(Exercise details): Rewrite the lines below as a JSON list of strings, with one string for each line and any blank lines omitted.

(Data records):
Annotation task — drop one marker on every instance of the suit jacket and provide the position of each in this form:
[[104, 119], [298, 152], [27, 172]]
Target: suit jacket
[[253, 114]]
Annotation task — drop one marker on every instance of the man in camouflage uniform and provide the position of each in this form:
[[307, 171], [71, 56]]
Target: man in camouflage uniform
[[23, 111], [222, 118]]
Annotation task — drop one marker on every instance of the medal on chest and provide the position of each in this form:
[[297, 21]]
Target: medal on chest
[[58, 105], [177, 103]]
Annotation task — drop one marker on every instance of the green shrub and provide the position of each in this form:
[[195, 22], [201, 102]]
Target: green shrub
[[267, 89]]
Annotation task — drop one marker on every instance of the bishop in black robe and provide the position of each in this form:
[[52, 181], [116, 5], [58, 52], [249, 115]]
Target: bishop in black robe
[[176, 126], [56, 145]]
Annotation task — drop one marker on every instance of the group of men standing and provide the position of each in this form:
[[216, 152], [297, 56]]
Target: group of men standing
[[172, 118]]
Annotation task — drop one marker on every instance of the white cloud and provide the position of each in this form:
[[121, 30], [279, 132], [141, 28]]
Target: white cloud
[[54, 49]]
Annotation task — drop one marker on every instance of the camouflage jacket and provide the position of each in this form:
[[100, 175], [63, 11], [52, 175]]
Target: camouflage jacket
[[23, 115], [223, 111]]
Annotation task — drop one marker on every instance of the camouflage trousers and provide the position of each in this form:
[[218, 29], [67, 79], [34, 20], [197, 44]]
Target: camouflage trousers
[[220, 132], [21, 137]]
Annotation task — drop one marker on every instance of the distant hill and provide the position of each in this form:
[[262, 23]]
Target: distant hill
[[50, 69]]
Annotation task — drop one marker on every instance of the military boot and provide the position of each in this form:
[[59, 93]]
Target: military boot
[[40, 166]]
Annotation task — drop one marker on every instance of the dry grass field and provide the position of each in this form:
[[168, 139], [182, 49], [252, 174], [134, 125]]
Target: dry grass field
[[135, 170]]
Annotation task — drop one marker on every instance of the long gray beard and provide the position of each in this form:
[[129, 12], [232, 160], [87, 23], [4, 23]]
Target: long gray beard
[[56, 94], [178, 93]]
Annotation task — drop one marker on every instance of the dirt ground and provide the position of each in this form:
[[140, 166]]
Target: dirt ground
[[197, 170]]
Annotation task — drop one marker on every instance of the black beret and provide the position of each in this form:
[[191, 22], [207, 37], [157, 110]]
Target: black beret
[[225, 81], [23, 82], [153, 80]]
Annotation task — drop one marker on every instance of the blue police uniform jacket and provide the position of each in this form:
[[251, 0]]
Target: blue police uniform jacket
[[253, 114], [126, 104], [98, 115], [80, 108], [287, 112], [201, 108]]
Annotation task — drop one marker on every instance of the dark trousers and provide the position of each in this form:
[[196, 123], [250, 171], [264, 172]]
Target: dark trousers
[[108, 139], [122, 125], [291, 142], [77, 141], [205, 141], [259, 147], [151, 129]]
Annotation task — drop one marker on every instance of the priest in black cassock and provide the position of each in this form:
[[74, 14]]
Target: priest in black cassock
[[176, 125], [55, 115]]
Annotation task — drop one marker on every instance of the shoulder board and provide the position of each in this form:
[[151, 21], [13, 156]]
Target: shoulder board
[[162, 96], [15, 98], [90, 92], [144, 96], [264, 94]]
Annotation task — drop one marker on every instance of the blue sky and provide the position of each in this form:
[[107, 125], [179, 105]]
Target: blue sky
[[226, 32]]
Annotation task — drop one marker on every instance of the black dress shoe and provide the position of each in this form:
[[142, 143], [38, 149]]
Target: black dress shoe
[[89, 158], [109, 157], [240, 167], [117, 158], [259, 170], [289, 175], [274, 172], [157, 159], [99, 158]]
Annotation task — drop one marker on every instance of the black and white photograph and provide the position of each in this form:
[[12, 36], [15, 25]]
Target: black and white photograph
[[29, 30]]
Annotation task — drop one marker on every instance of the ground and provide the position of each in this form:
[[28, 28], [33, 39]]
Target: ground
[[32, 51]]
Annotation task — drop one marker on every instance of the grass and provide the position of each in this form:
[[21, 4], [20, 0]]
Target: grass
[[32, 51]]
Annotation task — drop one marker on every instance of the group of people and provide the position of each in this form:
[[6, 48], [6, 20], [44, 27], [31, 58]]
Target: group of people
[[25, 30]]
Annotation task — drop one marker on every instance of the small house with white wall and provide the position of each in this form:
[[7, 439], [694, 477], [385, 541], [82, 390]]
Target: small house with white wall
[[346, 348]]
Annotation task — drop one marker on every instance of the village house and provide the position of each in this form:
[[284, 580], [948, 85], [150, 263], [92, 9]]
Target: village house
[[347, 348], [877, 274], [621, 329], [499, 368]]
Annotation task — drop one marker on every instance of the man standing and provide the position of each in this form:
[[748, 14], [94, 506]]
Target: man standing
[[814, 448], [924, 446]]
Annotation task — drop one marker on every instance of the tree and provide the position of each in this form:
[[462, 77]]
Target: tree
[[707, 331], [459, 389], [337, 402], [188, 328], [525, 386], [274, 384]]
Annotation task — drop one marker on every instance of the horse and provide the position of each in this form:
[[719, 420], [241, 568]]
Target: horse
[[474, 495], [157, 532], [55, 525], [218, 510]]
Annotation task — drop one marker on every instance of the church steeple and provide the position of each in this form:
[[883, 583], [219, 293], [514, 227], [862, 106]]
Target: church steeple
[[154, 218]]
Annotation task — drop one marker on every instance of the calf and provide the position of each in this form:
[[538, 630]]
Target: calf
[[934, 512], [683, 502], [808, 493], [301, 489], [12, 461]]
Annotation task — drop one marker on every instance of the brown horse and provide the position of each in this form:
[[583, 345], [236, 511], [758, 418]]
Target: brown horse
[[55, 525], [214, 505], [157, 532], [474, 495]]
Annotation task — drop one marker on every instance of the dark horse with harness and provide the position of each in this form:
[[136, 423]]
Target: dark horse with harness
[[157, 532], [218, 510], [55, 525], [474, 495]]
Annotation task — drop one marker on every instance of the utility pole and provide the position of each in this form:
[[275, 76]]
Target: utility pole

(Complete output):
[
  "Annotation task — drop one marker on every instance of the suit jacket and provide the position of each in this form:",
  "[[104, 119], [298, 152], [27, 172]]",
  "Target: suit jacket",
  "[[253, 114]]",
  "Annotation task — drop one marker on every instance of the man in camouflage uniform and provide the position of each in this form:",
  "[[307, 171], [71, 56]]",
  "Target: man in camouflage uniform",
  "[[23, 111], [222, 118]]",
  "Annotation task — drop one marker on every instance of the medal on chest and provide the position of each in this form:",
  "[[297, 21]]",
  "Target: medal on chest",
  "[[58, 105], [177, 103]]",
  "Annotation task — drop one marker on every instance of the green shrub and provide the position of each in this form:",
  "[[195, 22], [201, 102]]",
  "Target: green shrub",
  "[[267, 89]]",
  "Annotation task — drop one marker on every instance of the bishop in black robe and provide the position of each in this form:",
  "[[52, 181], [116, 5], [58, 52], [249, 115]]",
  "Target: bishop in black robe",
  "[[176, 126], [56, 145]]",
  "Annotation task — drop one marker on every instance of the group of men standing and provide the position of each in this form:",
  "[[216, 152], [297, 56]]",
  "Target: group of men standing",
  "[[172, 118]]",
  "Annotation task — drop one marker on every instance of the white cloud and provide the position of each in this form:",
  "[[121, 30], [279, 132], [141, 28]]",
  "Target: white cloud",
  "[[54, 49]]",
  "Annotation task — drop one marker on every instance of the camouflage jacket and provide the position of each in this form:",
  "[[100, 175], [63, 11], [52, 175]]",
  "Target: camouflage jacket",
  "[[23, 115], [223, 111]]",
  "Annotation task — drop one marker on every instance of the camouflage trousers and provide the position of each in this form:",
  "[[218, 29], [67, 79], [34, 20], [197, 44]]",
  "Target: camouflage trousers",
  "[[220, 132], [21, 137]]",
  "Annotation task — drop one marker on every instance of the distant hill and provide the position of each in this form:",
  "[[262, 23]]",
  "Target: distant hill",
  "[[50, 69]]",
  "Annotation task — drop one marker on every instance of the military boot and provide the position of each in this form:",
  "[[59, 93]]",
  "Target: military boot",
  "[[40, 166]]",
  "Annotation task — drop one marker on every instance of the dry grass field and provide the position of each in this form:",
  "[[168, 139], [182, 49], [252, 174], [134, 125]]",
  "Target: dry grass field",
  "[[135, 170]]",
  "Annotation task — drop one marker on every instance of the long gray beard and provide the position of each in this form:",
  "[[129, 12], [232, 160], [87, 23], [4, 23]]",
  "Target: long gray beard",
  "[[56, 94], [178, 93]]",
  "Annotation task — drop one marker on every instance of the dirt ground and provide the position of each in this form:",
  "[[140, 166]]",
  "Target: dirt ground",
  "[[197, 170]]",
  "Annotation task — drop one marker on every instance of the black beret and provide the position of each in this form:",
  "[[191, 22], [207, 37], [157, 110]]",
  "Target: black beret",
  "[[225, 81], [23, 82], [153, 80]]",
  "Annotation task — drop one marker on every instance of the blue police uniform jacket and provide the position of each in this form:",
  "[[251, 0]]",
  "Target: blue police uniform jacket",
  "[[253, 114], [126, 104], [98, 115], [80, 108], [287, 112], [201, 108]]",
  "Annotation task — drop one marker on every instance of the dark trousers and provide the position of each in this form:",
  "[[196, 123], [250, 171], [264, 172]]",
  "Target: dark trousers",
  "[[108, 139], [122, 125], [291, 142], [77, 141], [205, 141], [259, 147], [151, 129]]",
  "Annotation task — drop one marker on every instance of the priest in black cassock and provide the position of each in this form:",
  "[[74, 14]]",
  "Target: priest in black cassock",
  "[[176, 125], [55, 115]]",
  "Annotation task — drop one marker on every instance of the shoulder board and provide the position of each in this form:",
  "[[151, 21], [13, 156]]",
  "Target: shoulder board",
  "[[162, 96], [15, 98], [90, 92], [144, 96], [264, 94]]",
  "Annotation task — drop one marker on every instance of the blue sky and provide the position of each in this form:",
  "[[107, 125], [179, 105]]",
  "Target: blue sky",
  "[[226, 32]]",
  "Annotation task — drop one marker on every instance of the black dress shoe and provide the position of each in this form:",
  "[[142, 143], [38, 149]]",
  "Target: black dress shoe",
  "[[89, 158], [109, 157], [240, 167], [117, 158], [259, 170], [289, 175], [274, 172], [157, 159], [99, 158]]",
  "Annotation task — drop one marker on every instance of the black and white photograph and provide the position of each in this form:",
  "[[12, 36], [15, 25]]",
  "Target: black and white photograph",
  "[[29, 30]]",
  "Annotation task — drop one marker on every instance of the ground and provide the position of each in this form:",
  "[[28, 28], [33, 39]]",
  "Target: ground",
  "[[32, 51]]",
  "Annotation task — drop one marker on every instance of the grass and provide the position of each in this form:",
  "[[21, 4], [20, 0]]",
  "Target: grass",
  "[[32, 51]]",
  "Annotation task — drop one marker on every instance of the group of people and provide the position of each in this form:",
  "[[6, 48], [6, 20], [44, 27], [31, 58]]",
  "Target: group of people",
  "[[25, 30]]",
  "Annotation task — drop one marker on every instance of the small house with white wall and provide the position of each in this form:",
  "[[7, 439], [694, 477], [385, 541], [82, 390]]",
  "Target: small house with white wall",
  "[[346, 348]]",
  "Annotation task — drop one marker on every instance of the village house and provide the position of each in this form:",
  "[[284, 580], [948, 85], [150, 263], [92, 9]]",
  "Target: village house",
  "[[347, 348], [877, 274], [621, 329], [499, 368]]",
  "Annotation task — drop one marker on every instance of the man standing and provide the position of each in this form:",
  "[[748, 14], [94, 506]]",
  "Target: man standing",
  "[[814, 448], [924, 446]]",
  "Annotation task — drop one marker on every instance of the tree and provide the position of each in this form:",
  "[[462, 77]]",
  "Target: tree",
  "[[707, 331], [459, 389], [337, 402], [188, 328], [525, 386], [274, 384]]",
  "Annotation task — drop one marker on every instance of the horse and provide the position of each in this form:",
  "[[719, 420], [241, 568]]",
  "Target: horse",
  "[[474, 495], [157, 532], [55, 525], [218, 510]]",
  "Annotation task — drop one marker on every instance of the church steeple and provide the position of each in this form:",
  "[[883, 583], [219, 293], [514, 227], [862, 106]]",
  "Target: church steeple",
  "[[154, 218]]",
  "Annotation task — drop one marker on every instance of the calf and provide the position of each in this form:",
  "[[538, 630]]",
  "Target: calf",
  "[[934, 512], [683, 502], [808, 493], [301, 489], [12, 461]]",
  "Annotation task — drop one marker on every instance of the brown horse and provide the position of each in this form:",
  "[[583, 345], [236, 511], [758, 418]]",
  "Target: brown horse",
  "[[55, 525], [214, 505], [157, 532], [474, 495]]",
  "Annotation task — drop one marker on every instance of the dark horse with harness and provide the position of each in this form:",
  "[[136, 423]]",
  "Target: dark horse with harness",
  "[[157, 532], [218, 510], [55, 525], [474, 495]]",
  "Annotation task — drop one marker on every instance of the utility pole and provide the position of each in this form:",
  "[[275, 76]]",
  "Target: utility pole"
]